===== MATERIALS PROVIDED =====
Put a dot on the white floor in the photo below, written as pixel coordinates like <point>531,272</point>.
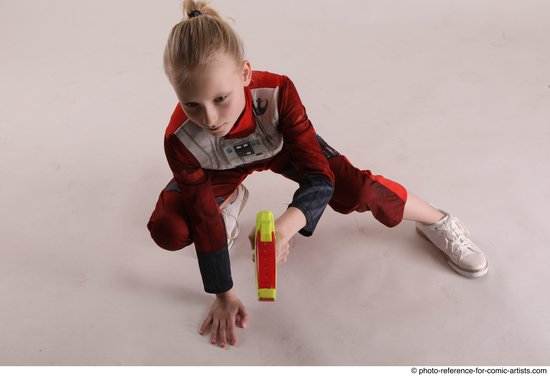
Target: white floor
<point>449,97</point>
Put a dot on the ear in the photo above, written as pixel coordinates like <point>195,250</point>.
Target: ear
<point>247,73</point>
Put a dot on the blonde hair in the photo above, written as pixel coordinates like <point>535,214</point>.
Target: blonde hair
<point>196,40</point>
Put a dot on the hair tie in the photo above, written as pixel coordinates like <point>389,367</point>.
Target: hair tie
<point>194,13</point>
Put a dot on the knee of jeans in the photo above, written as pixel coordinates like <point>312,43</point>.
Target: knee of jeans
<point>168,236</point>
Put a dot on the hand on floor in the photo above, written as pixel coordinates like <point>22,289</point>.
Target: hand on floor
<point>225,314</point>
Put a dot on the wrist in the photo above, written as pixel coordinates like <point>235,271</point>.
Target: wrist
<point>288,224</point>
<point>226,295</point>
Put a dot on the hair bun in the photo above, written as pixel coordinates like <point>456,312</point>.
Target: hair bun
<point>194,13</point>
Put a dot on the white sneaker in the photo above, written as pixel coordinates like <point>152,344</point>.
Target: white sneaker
<point>231,213</point>
<point>452,238</point>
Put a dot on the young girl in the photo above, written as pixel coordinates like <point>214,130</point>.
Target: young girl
<point>231,121</point>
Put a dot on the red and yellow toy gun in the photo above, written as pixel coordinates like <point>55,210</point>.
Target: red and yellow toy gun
<point>265,256</point>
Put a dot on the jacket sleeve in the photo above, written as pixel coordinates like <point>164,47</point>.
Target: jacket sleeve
<point>316,180</point>
<point>202,215</point>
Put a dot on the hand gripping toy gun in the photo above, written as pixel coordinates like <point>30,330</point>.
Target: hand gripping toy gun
<point>265,256</point>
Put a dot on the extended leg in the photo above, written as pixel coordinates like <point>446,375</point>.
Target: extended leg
<point>418,210</point>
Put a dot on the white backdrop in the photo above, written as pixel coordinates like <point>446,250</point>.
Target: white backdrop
<point>451,98</point>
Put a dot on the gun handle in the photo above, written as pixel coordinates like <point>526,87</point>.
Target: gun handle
<point>266,258</point>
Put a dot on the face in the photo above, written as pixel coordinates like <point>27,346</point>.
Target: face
<point>214,97</point>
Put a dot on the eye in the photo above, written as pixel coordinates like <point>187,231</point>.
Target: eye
<point>191,105</point>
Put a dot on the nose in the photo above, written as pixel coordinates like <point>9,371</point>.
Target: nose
<point>210,117</point>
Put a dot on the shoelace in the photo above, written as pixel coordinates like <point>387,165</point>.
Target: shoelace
<point>458,236</point>
<point>235,233</point>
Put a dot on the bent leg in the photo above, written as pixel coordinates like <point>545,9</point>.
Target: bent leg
<point>360,190</point>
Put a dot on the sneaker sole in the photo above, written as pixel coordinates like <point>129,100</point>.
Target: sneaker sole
<point>457,268</point>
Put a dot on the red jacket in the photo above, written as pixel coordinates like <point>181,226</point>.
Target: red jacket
<point>201,180</point>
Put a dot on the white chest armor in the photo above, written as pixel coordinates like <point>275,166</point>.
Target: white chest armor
<point>218,153</point>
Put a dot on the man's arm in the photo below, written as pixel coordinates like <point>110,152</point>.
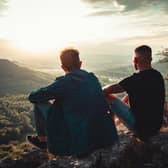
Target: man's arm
<point>53,91</point>
<point>112,89</point>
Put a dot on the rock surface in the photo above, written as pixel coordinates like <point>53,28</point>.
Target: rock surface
<point>128,153</point>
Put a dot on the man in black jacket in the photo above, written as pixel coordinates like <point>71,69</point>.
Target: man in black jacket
<point>146,95</point>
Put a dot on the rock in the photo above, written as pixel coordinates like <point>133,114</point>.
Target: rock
<point>128,153</point>
<point>31,159</point>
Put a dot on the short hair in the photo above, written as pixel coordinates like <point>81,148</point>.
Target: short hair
<point>144,51</point>
<point>70,59</point>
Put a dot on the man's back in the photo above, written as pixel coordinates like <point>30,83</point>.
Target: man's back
<point>146,93</point>
<point>85,123</point>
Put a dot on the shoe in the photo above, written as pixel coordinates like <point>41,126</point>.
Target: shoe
<point>34,140</point>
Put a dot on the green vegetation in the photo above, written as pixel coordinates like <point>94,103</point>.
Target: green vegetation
<point>15,118</point>
<point>15,79</point>
<point>14,151</point>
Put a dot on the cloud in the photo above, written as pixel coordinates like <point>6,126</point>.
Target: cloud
<point>108,7</point>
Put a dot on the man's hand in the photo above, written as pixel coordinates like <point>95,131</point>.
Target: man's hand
<point>113,89</point>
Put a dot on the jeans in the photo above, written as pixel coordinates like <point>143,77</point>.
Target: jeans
<point>123,112</point>
<point>40,115</point>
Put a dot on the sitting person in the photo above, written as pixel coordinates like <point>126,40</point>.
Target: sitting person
<point>146,95</point>
<point>79,120</point>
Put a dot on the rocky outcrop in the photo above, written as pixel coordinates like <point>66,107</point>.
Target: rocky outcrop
<point>128,153</point>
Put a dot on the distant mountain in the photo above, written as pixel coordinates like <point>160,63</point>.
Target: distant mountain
<point>15,79</point>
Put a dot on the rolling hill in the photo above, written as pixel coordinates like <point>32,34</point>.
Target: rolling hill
<point>15,79</point>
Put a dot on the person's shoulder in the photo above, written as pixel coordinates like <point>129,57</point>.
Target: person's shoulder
<point>157,73</point>
<point>59,78</point>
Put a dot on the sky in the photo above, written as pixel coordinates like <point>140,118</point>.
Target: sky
<point>93,26</point>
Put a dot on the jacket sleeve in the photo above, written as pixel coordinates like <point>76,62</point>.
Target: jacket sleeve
<point>53,91</point>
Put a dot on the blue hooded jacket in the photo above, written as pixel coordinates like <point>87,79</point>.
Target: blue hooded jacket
<point>79,120</point>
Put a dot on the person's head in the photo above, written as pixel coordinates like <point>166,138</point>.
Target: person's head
<point>70,60</point>
<point>142,57</point>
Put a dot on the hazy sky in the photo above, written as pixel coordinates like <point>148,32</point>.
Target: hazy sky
<point>93,25</point>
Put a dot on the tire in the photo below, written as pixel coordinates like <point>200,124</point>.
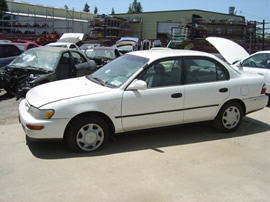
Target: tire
<point>229,117</point>
<point>87,133</point>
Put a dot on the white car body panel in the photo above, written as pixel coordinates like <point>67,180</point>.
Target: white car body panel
<point>230,50</point>
<point>139,109</point>
<point>233,52</point>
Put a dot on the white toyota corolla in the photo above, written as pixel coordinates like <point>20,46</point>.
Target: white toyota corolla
<point>140,90</point>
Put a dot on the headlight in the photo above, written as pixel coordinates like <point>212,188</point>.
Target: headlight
<point>39,113</point>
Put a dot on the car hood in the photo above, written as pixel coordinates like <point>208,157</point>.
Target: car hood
<point>61,90</point>
<point>231,51</point>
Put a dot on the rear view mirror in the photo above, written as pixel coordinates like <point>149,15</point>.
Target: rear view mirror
<point>137,85</point>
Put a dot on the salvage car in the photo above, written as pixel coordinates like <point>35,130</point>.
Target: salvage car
<point>239,58</point>
<point>102,55</point>
<point>141,90</point>
<point>25,45</point>
<point>8,52</point>
<point>42,65</point>
<point>68,40</point>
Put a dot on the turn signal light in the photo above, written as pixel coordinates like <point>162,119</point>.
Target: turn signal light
<point>31,127</point>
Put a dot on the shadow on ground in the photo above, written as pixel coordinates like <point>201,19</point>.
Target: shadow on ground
<point>154,139</point>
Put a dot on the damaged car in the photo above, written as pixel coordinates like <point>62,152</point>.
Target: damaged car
<point>42,65</point>
<point>68,40</point>
<point>239,58</point>
<point>102,55</point>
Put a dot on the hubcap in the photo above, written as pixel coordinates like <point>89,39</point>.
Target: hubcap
<point>231,117</point>
<point>90,137</point>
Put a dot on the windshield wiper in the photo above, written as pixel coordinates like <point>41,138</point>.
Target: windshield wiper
<point>97,80</point>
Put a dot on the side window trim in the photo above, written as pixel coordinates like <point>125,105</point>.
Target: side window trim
<point>217,64</point>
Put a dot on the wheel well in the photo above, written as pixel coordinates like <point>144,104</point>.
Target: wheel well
<point>240,102</point>
<point>103,116</point>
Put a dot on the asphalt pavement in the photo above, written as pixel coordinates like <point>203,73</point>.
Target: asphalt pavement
<point>186,163</point>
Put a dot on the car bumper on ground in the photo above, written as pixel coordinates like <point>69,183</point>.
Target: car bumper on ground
<point>41,129</point>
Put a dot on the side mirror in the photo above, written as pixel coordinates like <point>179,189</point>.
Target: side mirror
<point>137,85</point>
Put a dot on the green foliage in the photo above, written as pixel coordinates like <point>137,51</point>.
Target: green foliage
<point>86,8</point>
<point>135,7</point>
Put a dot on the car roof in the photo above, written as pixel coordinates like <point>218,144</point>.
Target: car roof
<point>52,49</point>
<point>164,53</point>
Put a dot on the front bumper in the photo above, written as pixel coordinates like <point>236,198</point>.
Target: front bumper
<point>53,128</point>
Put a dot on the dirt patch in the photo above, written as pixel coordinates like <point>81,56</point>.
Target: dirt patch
<point>8,109</point>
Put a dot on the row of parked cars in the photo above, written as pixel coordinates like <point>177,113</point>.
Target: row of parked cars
<point>139,90</point>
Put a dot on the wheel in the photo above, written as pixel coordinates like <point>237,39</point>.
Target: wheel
<point>87,133</point>
<point>229,117</point>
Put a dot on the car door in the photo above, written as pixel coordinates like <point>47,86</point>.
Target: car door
<point>206,88</point>
<point>161,104</point>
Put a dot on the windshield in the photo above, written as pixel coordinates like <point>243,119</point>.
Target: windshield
<point>37,58</point>
<point>100,53</point>
<point>117,72</point>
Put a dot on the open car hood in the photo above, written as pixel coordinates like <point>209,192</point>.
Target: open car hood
<point>231,51</point>
<point>71,37</point>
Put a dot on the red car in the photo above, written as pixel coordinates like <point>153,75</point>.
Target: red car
<point>25,45</point>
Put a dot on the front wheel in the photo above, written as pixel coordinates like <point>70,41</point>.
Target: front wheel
<point>229,117</point>
<point>87,133</point>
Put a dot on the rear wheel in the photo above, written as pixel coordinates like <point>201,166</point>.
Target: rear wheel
<point>87,133</point>
<point>229,117</point>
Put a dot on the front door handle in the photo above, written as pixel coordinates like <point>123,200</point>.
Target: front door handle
<point>176,95</point>
<point>223,90</point>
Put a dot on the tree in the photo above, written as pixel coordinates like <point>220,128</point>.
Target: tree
<point>135,7</point>
<point>95,10</point>
<point>113,11</point>
<point>86,8</point>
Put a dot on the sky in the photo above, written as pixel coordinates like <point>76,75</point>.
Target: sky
<point>257,10</point>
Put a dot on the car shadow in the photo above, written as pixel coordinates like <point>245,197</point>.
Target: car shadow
<point>154,139</point>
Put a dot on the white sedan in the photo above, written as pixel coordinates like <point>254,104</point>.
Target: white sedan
<point>239,58</point>
<point>140,90</point>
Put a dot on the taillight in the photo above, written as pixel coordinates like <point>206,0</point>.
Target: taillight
<point>263,90</point>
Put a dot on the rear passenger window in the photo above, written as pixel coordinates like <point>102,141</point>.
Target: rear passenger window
<point>163,73</point>
<point>200,70</point>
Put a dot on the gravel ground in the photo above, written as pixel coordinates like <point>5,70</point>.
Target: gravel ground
<point>8,109</point>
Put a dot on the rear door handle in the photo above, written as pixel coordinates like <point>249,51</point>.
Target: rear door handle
<point>223,90</point>
<point>176,95</point>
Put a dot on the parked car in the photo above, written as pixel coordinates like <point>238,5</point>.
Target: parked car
<point>102,55</point>
<point>127,44</point>
<point>42,65</point>
<point>68,40</point>
<point>8,52</point>
<point>89,45</point>
<point>25,45</point>
<point>176,44</point>
<point>140,90</point>
<point>240,59</point>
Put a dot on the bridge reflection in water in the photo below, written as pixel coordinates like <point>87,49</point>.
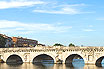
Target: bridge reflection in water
<point>47,66</point>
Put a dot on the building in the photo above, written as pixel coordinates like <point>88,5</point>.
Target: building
<point>24,42</point>
<point>40,44</point>
<point>8,40</point>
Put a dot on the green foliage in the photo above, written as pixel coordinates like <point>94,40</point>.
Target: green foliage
<point>57,44</point>
<point>71,45</point>
<point>2,41</point>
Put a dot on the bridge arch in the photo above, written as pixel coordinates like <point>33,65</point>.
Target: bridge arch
<point>99,61</point>
<point>41,57</point>
<point>14,58</point>
<point>70,57</point>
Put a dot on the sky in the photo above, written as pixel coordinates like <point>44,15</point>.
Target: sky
<point>80,22</point>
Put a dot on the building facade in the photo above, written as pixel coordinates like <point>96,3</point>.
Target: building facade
<point>24,42</point>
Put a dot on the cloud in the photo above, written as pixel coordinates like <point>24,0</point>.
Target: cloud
<point>19,3</point>
<point>100,18</point>
<point>26,28</point>
<point>60,9</point>
<point>88,30</point>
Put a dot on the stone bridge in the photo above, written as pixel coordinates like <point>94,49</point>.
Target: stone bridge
<point>60,54</point>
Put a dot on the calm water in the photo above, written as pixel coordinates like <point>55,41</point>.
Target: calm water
<point>77,64</point>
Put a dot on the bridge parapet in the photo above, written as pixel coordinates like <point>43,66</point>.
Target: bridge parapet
<point>51,48</point>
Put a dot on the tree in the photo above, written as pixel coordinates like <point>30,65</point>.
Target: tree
<point>57,44</point>
<point>71,45</point>
<point>2,41</point>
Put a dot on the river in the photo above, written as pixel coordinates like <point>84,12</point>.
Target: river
<point>75,65</point>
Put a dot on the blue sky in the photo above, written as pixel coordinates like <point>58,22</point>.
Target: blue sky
<point>54,21</point>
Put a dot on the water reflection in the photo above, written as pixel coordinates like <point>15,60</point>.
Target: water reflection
<point>74,65</point>
<point>46,66</point>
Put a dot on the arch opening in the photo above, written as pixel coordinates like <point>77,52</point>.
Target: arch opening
<point>43,59</point>
<point>100,62</point>
<point>75,60</point>
<point>14,59</point>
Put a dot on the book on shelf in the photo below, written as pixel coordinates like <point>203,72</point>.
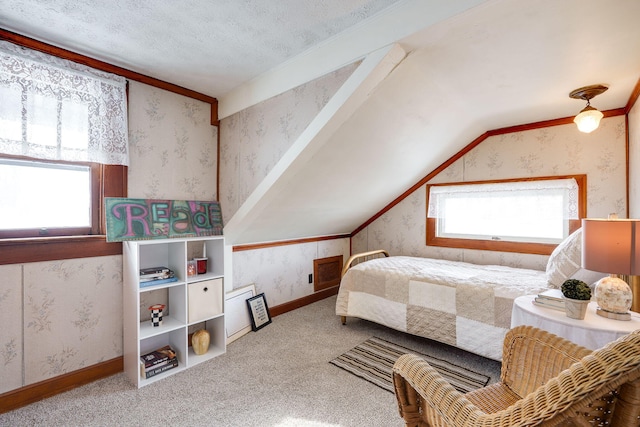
=====
STATED EXERCISE
Rewrite the material from the line with "Put a dot on the red jacket" up to and including the line with "<point>40,115</point>" as a Markdown table with a Row column for the row number and a Text column for the line, skipping blank lines. Leave the pictures out of the table.

FULL RESPONSE
| Row | Text |
|---|---|
| 1 | Put a dot on the red jacket in the photo above, written as pixel coordinates like <point>181,226</point>. |
| 2 | Target: red jacket |
| 3 | <point>201,180</point> |
| 4 | Put a dot on the white chest armor in the photo above, written as pixel coordinates like <point>275,166</point>. |
| 5 | Target: white chest armor |
| 6 | <point>218,153</point> |
| 7 | Put a dot on the man's arm in the photo below, written as pixel coordinates like <point>110,152</point>. |
| 8 | Target: man's arm |
| 9 | <point>53,91</point> |
| 10 | <point>112,89</point> |
| 11 | Put a dot on the rock surface in the photo above, written as pixel coordinates like <point>53,28</point>. |
| 12 | Target: rock surface |
| 13 | <point>128,153</point> |
| 14 | Put a dot on the man in black jacket in the photo above, written as pixel coordinates like <point>71,69</point>. |
| 15 | Target: man in black jacket |
| 16 | <point>146,95</point> |
| 17 | Put a dot on the rock in the photo above, written as pixel coordinates like <point>133,114</point>. |
| 18 | Target: rock |
| 19 | <point>128,153</point> |
| 20 | <point>31,159</point> |
| 21 | Put a dot on the short hair in the photo above, written as pixel coordinates like <point>81,148</point>. |
| 22 | Target: short hair |
| 23 | <point>144,51</point> |
| 24 | <point>70,59</point> |
| 25 | Put a dot on the man's back in the photo above, written as pixel coordinates like <point>30,83</point>. |
| 26 | Target: man's back |
| 27 | <point>146,93</point> |
| 28 | <point>85,123</point> |
| 29 | Put a dot on the shoe in the photo above, written as pixel coordinates like <point>41,126</point>. |
| 30 | Target: shoe |
| 31 | <point>34,140</point> |
| 32 | Put a dot on the green vegetation in the photo above, written as pixel coordinates like <point>94,103</point>. |
| 33 | Target: green vegetation |
| 34 | <point>15,118</point> |
| 35 | <point>15,79</point> |
| 36 | <point>14,151</point> |
| 37 | Put a dot on the cloud in the photo above, written as pixel coordinates like <point>6,126</point>. |
| 38 | Target: cloud |
| 39 | <point>108,7</point> |
| 40 | Put a dot on the man's hand in the photo above, written as pixel coordinates like <point>95,131</point>. |
| 41 | Target: man's hand |
| 42 | <point>113,89</point> |
| 43 | Put a dot on the jeans in the photo above, written as pixel coordinates like <point>143,77</point>. |
| 44 | Target: jeans |
| 45 | <point>123,112</point> |
| 46 | <point>40,115</point> |